*Records provided*
Segment Open

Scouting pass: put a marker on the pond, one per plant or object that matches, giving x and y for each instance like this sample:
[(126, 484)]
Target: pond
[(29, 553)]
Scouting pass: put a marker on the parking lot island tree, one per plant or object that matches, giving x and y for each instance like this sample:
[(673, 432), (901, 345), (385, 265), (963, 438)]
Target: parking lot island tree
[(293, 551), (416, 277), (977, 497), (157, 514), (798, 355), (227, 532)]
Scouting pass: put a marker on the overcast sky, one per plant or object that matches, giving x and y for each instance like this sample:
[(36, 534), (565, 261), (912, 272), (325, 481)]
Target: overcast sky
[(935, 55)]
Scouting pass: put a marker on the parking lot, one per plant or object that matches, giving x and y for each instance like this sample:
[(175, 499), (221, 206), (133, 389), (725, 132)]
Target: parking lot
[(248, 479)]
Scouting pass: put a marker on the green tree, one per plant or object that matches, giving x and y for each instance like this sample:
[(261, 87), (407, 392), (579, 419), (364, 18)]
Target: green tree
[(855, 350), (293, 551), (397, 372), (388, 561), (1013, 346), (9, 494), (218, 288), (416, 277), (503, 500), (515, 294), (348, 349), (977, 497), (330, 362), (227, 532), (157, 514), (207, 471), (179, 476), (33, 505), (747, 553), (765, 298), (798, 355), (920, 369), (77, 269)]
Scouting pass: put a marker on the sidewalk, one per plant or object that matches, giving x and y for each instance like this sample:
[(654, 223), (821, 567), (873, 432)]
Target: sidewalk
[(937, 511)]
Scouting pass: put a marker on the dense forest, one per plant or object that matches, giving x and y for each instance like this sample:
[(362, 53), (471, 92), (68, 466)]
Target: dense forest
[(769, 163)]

Segment Closed

*Your instructions*
Return each line of the records above in which the word "that" occurs.

*Result of this task*
Scouting pass: put a marker on the pond, one per plant or object that matches, giving x and y for each instance like this sample:
Scouting pass: put a marker on the parking lot island tree, one per plant or object that matches, giving x and y for each instance like this sample:
Scouting pass: put a marker on the overcast sky, one per plant or object that matches, giving x and y for each instance like this sample:
Scouting pass: put a marker on the parking lot, one per plant or object that matches, giving x and y for each instance like this sample:
Scouting pass: put a marker on the green tree, one per plant or object that matches, giving x and y for each instance like this sample:
Scouting pass: put a marker on the sidewalk, one per plant or object that matches, giving x and y for each instance like this sample:
Scouting pass: put a marker on the dense forest, one per plant or object that matches, giving x and y for each instance like this sample:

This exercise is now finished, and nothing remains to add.